------ Exercise material ------

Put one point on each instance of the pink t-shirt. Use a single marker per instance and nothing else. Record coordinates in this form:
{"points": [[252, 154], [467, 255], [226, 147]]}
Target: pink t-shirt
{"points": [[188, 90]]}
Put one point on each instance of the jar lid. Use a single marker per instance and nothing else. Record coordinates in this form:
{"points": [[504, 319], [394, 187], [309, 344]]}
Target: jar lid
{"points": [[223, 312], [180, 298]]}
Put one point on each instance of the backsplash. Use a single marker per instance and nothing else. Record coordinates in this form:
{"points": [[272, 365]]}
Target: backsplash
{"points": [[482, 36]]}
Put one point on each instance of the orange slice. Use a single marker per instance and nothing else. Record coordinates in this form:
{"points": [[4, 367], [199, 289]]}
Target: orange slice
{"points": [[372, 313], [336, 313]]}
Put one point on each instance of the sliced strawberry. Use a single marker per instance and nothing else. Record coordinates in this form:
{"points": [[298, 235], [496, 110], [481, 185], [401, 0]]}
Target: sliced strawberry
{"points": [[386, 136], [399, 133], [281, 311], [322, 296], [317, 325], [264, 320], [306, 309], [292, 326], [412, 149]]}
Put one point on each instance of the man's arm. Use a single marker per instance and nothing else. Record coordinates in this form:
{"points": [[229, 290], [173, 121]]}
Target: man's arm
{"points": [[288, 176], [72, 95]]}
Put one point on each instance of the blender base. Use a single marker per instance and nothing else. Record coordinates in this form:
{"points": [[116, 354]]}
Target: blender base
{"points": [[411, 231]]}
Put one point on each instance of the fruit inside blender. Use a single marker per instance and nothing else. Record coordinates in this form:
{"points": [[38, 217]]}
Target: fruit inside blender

------

From the very first line of the records down to the line with "Put one point on each instance of the orange", please write out each line exactly, including both ends and no other lines.

Put one point on each instance of the pink t-shirt. Use a single marker per instance and nothing else. Record coordinates in this form:
{"points": [[252, 154], [467, 255], [226, 147]]}
Target: pink t-shirt
{"points": [[188, 90]]}
Put one point on each instance of the jar lid. Use a single marker per instance and nothing else. Record coordinates in this form:
{"points": [[504, 319], [394, 187], [309, 344]]}
Target: jar lid
{"points": [[223, 312], [180, 298]]}
Put one point on each instance of the backsplash. Use a single marker per instance and nothing else. Record coordinates in this form:
{"points": [[272, 365]]}
Target: backsplash
{"points": [[482, 36]]}
Put one point on each instance of the orange slice. Use a single marker per instance and nothing else. Record coordinates in this form:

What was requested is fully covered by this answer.